### Prompt
Reproduce every one of the rows below, keeping each line identical to the original.

[A data block]
--- START ---

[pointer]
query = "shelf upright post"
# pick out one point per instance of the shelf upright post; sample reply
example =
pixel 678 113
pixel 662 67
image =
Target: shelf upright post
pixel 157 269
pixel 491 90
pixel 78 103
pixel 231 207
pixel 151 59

--- END ---

### In response
[pointer]
query = "shelf upright post"
# pick out one point per instance of the shelf upright post; sample reply
example =
pixel 678 113
pixel 662 67
image =
Target: shelf upright post
pixel 157 269
pixel 491 90
pixel 78 103
pixel 231 207
pixel 151 59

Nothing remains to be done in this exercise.